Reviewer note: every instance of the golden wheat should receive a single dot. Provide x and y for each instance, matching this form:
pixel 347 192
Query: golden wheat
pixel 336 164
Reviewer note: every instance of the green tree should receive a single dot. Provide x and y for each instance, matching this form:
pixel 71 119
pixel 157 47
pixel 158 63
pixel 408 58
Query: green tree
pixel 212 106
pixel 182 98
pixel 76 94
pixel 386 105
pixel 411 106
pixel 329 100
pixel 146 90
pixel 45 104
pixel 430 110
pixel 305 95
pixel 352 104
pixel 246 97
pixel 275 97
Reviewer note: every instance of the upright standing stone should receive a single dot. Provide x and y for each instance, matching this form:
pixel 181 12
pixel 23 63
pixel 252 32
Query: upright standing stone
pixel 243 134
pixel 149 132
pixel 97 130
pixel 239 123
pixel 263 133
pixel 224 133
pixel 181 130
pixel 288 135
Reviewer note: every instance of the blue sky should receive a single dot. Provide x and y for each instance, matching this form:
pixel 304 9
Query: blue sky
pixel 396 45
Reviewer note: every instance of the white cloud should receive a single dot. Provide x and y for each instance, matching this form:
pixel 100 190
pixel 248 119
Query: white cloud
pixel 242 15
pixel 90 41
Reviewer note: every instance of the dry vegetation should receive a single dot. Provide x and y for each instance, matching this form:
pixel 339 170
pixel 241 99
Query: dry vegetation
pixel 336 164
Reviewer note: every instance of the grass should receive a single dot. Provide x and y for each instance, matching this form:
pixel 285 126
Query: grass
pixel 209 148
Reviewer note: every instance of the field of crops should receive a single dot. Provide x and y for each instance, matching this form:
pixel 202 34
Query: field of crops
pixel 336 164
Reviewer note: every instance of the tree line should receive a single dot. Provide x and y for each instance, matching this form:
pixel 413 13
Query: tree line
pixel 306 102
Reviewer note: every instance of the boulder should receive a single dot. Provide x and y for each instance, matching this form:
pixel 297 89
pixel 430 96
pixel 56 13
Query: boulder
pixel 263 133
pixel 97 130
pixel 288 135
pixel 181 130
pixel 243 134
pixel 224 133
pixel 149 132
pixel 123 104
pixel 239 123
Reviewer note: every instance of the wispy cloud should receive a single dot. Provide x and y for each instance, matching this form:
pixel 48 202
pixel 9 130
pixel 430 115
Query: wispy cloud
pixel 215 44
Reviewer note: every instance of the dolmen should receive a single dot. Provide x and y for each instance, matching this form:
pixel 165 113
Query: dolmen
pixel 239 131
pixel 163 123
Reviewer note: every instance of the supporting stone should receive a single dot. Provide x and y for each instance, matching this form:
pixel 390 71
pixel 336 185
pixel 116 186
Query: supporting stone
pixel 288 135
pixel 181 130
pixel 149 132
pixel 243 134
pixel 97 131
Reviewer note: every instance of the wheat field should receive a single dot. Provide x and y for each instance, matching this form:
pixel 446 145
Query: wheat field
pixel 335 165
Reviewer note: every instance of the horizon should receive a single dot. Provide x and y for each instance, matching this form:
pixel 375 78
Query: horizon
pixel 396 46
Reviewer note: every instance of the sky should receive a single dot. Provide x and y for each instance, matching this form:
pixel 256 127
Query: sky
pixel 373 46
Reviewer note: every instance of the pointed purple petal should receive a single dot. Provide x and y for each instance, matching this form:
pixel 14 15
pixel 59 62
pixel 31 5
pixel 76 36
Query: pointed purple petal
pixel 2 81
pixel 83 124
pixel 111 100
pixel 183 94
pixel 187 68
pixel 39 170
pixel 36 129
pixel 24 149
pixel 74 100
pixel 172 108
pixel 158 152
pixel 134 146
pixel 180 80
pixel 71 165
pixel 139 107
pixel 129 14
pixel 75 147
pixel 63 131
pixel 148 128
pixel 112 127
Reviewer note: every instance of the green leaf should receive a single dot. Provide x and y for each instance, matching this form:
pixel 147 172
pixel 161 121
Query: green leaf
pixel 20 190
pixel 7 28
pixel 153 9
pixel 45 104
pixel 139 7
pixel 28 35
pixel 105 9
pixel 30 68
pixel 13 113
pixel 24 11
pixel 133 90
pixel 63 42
------
#### What is required
Reproduce all of the lines above, substituting "Annotator note" for each occurrence of "Reviewer note" and leaving everything else unchanged.

#### The completed task
Annotator note: every instance of the golden wheat should receive a single dot. Provide x and y for each instance, matching this form:
pixel 347 192
Query: golden wheat
pixel 336 164
Annotator note: every instance of the green tree should receive a single dot. Provide x and y for each instance, matching this form:
pixel 71 119
pixel 157 47
pixel 158 63
pixel 408 58
Query: green tree
pixel 212 106
pixel 182 98
pixel 76 94
pixel 386 105
pixel 411 106
pixel 329 100
pixel 146 90
pixel 45 104
pixel 430 110
pixel 305 95
pixel 352 104
pixel 246 97
pixel 275 97
Annotator note: every instance of the upright standing stone should receive a single dot. Provide x and y for each instance, matching this form:
pixel 181 12
pixel 23 63
pixel 252 32
Query: upright standing stone
pixel 243 134
pixel 149 132
pixel 97 130
pixel 239 123
pixel 263 133
pixel 224 133
pixel 181 130
pixel 288 135
Annotator note: every instance of the blue sky should receive a single dot. Provide x and y for each instance, matching this form:
pixel 304 9
Query: blue sky
pixel 396 45
Annotator note: every instance of the white cloud should receive a single dot. Provide x and y for each instance, matching this form:
pixel 100 190
pixel 248 119
Query: white cloud
pixel 242 15
pixel 90 41
Annotator note: every instance of the dry vegetation should receive a single dot. Provide x and y for each instance, matching this form:
pixel 339 170
pixel 241 99
Query: dry vegetation
pixel 336 164
Annotator note: every instance of the grass should receive a single dot. Provide x and y for each instance, matching this form:
pixel 285 126
Query: grass
pixel 209 148
Annotator note: every instance of the field of crops should receive a single dot. Provide x and y for each instance, matching this form:
pixel 202 34
Query: field of crops
pixel 336 164
Annotator note: every instance of the tree line should receive a single dot. Provide x and y for each instance, matching this form:
pixel 413 13
Query: tree line
pixel 306 102
Annotator note: every instance of the boulder should receive a single dot. Provide x and y for each instance, matching this form:
pixel 297 89
pixel 430 96
pixel 56 13
Query: boulder
pixel 263 133
pixel 97 130
pixel 288 135
pixel 181 130
pixel 243 134
pixel 224 133
pixel 149 132
pixel 123 104
pixel 239 123
Annotator note: every instance of the wispy cloud should receive a single dot. Provide x and y for each instance, matching this form:
pixel 48 202
pixel 9 130
pixel 430 115
Query: wispy cloud
pixel 215 44
Annotator note: every instance of the dolmen should receive a single dot. Provide x and y for each instance, matching this form:
pixel 165 113
Query: dolmen
pixel 239 131
pixel 163 123
Annotator note: every instance of the supporting stone should receive a single dot. Provide x and y for each instance, matching this form:
pixel 390 71
pixel 336 185
pixel 116 186
Query: supporting stone
pixel 288 135
pixel 181 130
pixel 149 132
pixel 243 134
pixel 97 131
Annotator note: every instance of the wheat field should receive a single dot. Provide x and y for each instance, matching this form:
pixel 446 145
Query: wheat field
pixel 335 165
Annotator note: every instance of the horizon should receive a single dot. Provide x and y for each instance, matching this form:
pixel 375 78
Query: horizon
pixel 396 46
Annotator note: every instance of the sky should receive a single dot. Provide x and y for each instance, matching this form:
pixel 256 127
Query: sky
pixel 373 46
Annotator note: every instance of the pointed purple petal should receive a single dot. Provide x and y for each instance, matching this form:
pixel 14 15
pixel 59 62
pixel 31 5
pixel 76 36
Query: pointed purple petal
pixel 2 81
pixel 83 124
pixel 111 100
pixel 183 94
pixel 187 68
pixel 39 170
pixel 36 129
pixel 24 149
pixel 74 100
pixel 172 108
pixel 158 152
pixel 134 146
pixel 180 80
pixel 71 165
pixel 139 107
pixel 129 14
pixel 75 147
pixel 63 131
pixel 148 128
pixel 112 127
Annotator note: every instance of the green leaf should receive a single dot. Provide x and y for each instance, matching this form:
pixel 147 172
pixel 161 121
Query: green leaf
pixel 20 190
pixel 7 28
pixel 153 9
pixel 45 104
pixel 139 7
pixel 28 35
pixel 105 9
pixel 30 68
pixel 13 113
pixel 24 11
pixel 133 90
pixel 63 42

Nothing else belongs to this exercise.